DO THIS:
Report every line of the material below that contains the string "cliff", copying each line in full. Matching is case-sensitive.

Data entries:
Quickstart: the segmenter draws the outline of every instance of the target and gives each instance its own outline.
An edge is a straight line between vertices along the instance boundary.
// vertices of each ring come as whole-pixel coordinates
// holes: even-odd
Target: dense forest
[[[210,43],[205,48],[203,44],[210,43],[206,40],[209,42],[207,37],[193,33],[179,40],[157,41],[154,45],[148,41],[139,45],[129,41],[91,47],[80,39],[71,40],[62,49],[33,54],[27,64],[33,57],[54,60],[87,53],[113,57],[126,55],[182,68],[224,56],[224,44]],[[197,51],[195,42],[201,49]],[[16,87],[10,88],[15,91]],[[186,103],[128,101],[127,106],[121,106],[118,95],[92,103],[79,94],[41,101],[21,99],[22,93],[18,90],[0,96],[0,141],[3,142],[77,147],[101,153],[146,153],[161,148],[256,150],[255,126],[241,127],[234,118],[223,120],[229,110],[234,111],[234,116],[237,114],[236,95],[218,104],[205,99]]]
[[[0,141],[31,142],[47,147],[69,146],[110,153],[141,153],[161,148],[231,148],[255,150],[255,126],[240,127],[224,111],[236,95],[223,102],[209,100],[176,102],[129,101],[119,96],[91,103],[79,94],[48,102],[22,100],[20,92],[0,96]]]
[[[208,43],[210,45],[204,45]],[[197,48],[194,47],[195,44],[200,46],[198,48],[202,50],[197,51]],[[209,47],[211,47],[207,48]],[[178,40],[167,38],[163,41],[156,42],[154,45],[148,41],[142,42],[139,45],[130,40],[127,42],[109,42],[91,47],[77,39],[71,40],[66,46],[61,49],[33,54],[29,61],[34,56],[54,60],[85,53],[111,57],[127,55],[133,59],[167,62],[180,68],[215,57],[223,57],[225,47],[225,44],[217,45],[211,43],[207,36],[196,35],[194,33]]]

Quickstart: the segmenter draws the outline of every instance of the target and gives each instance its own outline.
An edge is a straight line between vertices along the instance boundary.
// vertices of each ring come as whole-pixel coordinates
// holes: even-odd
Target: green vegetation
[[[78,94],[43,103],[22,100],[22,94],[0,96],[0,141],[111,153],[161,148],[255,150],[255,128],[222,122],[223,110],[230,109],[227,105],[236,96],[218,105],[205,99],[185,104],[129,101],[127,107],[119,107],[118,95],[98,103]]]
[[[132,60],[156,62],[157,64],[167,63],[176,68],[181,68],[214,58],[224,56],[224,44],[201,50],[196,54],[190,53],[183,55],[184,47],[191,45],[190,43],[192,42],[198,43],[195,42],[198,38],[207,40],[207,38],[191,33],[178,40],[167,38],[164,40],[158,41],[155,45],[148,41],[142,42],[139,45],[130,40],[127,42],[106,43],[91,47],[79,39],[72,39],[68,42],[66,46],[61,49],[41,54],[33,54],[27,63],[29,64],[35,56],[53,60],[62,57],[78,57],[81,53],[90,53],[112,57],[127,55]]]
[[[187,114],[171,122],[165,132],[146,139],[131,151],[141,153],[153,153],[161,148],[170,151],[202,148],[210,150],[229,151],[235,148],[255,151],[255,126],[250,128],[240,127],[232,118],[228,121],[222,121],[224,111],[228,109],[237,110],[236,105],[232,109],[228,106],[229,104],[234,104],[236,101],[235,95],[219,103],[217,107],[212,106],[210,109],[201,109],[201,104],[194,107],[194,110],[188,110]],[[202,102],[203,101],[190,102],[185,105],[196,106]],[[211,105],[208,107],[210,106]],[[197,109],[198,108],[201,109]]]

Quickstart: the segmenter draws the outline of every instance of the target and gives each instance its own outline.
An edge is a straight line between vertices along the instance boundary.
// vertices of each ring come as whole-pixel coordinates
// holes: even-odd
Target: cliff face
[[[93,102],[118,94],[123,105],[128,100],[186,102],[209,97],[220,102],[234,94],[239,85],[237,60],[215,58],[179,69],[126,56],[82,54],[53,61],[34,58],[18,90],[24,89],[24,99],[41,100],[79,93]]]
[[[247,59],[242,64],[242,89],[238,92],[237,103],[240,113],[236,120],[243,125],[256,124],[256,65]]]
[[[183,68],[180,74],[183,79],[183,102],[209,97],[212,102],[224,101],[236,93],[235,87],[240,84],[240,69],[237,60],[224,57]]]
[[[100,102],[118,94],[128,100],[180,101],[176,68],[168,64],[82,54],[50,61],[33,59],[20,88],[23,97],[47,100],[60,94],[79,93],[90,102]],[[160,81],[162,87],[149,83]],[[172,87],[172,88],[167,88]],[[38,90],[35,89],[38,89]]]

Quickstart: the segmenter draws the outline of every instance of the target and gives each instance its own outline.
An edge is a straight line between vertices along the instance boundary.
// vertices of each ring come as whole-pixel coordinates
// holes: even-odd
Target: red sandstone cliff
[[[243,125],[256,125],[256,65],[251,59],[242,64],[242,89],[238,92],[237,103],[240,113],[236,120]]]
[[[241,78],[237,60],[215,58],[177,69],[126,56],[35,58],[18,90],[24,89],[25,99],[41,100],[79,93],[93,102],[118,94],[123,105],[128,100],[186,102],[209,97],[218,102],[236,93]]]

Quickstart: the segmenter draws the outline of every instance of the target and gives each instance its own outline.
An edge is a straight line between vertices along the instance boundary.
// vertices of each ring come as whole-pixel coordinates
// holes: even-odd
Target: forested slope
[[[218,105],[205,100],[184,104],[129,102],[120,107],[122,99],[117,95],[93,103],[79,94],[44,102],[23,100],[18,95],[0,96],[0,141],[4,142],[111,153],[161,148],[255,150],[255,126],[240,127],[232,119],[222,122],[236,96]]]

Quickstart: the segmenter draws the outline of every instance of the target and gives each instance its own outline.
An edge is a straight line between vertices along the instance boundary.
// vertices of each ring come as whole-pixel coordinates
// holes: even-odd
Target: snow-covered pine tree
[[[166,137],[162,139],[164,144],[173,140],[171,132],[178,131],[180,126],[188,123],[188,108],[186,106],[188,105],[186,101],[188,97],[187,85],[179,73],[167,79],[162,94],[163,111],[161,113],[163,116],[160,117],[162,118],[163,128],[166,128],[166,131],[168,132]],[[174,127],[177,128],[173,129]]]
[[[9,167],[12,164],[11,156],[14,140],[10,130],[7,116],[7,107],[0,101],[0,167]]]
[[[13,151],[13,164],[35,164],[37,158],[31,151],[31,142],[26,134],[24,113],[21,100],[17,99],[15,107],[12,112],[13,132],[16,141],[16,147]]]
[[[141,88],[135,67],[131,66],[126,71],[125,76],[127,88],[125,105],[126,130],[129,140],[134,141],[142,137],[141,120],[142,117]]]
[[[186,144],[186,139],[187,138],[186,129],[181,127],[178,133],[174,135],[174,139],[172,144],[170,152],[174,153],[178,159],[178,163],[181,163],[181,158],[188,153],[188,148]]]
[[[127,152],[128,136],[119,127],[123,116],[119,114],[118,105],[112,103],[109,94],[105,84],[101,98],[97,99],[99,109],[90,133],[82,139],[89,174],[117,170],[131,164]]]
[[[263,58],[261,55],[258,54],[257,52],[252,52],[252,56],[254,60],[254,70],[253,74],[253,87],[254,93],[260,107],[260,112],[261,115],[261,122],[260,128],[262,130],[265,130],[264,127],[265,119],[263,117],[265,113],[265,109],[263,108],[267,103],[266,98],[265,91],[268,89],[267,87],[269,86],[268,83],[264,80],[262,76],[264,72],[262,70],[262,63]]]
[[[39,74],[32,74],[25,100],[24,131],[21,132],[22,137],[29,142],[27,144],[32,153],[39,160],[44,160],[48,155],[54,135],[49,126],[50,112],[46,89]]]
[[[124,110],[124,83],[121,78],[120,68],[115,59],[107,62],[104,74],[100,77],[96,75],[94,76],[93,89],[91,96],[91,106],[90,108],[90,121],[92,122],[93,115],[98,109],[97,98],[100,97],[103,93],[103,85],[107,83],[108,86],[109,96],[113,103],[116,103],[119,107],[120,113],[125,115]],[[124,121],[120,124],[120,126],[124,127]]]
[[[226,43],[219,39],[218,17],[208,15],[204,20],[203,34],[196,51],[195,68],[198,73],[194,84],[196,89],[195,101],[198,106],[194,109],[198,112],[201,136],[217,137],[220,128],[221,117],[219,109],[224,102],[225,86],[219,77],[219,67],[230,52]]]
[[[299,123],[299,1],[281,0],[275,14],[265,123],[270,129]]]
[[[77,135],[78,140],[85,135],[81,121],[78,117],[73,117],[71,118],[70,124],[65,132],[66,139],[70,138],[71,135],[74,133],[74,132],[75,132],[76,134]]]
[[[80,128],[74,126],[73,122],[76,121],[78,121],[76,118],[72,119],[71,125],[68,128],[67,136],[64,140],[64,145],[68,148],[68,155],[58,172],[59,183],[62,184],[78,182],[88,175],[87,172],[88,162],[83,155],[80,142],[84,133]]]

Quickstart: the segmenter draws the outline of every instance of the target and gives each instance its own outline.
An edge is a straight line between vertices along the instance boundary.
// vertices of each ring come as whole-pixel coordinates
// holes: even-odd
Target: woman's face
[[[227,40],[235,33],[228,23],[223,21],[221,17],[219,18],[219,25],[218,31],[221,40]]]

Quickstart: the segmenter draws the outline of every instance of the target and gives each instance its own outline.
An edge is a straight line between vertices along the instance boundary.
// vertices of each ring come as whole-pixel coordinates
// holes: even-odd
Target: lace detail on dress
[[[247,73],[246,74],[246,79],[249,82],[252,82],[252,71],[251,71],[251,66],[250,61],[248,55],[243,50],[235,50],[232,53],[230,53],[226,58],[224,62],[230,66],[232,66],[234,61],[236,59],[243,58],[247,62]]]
---
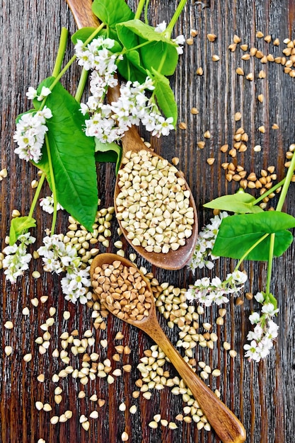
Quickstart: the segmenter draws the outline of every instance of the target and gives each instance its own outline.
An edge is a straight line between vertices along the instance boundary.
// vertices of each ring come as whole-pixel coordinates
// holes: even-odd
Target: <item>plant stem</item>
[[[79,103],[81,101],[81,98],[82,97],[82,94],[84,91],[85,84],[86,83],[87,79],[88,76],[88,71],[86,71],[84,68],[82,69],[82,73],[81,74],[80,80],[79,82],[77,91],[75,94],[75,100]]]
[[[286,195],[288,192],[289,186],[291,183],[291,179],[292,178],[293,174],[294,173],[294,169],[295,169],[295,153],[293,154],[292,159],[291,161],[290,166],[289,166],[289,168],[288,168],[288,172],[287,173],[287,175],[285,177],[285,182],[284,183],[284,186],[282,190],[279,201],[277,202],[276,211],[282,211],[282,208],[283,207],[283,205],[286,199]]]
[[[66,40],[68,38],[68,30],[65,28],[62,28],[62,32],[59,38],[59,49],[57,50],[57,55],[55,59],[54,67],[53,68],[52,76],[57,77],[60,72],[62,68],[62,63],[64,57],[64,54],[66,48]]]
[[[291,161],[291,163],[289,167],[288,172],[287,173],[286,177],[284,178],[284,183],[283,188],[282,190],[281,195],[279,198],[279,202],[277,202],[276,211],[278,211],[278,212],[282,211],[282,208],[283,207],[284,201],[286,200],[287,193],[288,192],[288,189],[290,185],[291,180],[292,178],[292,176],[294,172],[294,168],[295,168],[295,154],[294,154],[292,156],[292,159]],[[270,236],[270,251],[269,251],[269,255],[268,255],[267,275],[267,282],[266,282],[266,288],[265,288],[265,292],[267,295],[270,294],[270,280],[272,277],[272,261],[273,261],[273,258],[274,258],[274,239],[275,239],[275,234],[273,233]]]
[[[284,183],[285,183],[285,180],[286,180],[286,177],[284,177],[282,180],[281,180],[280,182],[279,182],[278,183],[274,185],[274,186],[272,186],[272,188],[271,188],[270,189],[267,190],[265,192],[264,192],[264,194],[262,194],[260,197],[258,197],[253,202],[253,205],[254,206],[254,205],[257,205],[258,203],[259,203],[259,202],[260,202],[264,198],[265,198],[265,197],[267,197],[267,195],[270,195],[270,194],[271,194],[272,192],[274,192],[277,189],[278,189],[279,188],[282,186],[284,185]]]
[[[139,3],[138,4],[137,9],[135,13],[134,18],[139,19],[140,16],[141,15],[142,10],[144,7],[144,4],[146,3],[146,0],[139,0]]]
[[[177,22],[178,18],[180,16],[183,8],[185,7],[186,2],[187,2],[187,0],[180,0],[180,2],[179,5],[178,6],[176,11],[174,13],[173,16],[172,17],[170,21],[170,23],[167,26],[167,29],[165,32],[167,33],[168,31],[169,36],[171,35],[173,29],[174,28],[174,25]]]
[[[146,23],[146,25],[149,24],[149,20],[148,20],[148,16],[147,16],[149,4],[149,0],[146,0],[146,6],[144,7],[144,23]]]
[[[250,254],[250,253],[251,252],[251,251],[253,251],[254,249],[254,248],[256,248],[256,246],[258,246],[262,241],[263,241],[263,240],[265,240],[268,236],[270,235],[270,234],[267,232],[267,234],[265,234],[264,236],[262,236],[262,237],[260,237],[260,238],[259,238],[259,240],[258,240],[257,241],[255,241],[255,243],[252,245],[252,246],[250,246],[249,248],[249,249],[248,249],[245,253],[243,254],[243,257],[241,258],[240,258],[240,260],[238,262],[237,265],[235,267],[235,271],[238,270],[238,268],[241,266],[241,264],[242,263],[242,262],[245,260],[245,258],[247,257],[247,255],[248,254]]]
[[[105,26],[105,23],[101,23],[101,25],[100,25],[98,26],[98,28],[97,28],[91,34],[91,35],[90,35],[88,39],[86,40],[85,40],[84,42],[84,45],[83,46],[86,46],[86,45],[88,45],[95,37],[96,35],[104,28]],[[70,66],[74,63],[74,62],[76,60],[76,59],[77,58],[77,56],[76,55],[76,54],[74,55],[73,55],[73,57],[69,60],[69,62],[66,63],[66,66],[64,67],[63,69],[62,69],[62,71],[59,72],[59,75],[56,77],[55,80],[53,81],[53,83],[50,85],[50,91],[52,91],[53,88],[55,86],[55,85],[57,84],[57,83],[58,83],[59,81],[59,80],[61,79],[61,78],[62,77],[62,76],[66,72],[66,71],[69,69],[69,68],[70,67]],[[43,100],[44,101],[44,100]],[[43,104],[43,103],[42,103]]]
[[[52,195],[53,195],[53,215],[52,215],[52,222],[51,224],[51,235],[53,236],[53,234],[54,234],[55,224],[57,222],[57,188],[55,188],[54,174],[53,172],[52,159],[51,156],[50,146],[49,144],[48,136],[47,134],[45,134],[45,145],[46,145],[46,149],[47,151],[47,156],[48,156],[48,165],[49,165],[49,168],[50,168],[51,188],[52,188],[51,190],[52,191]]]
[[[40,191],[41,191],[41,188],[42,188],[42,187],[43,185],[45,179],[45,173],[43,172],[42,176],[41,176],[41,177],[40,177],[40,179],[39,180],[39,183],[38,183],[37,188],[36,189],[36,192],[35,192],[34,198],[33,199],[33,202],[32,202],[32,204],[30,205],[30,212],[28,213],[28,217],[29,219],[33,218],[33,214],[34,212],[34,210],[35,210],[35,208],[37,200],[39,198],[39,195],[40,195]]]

EXERCISE RESPONSE:
Target: cliff face
Target: red sandstone cliff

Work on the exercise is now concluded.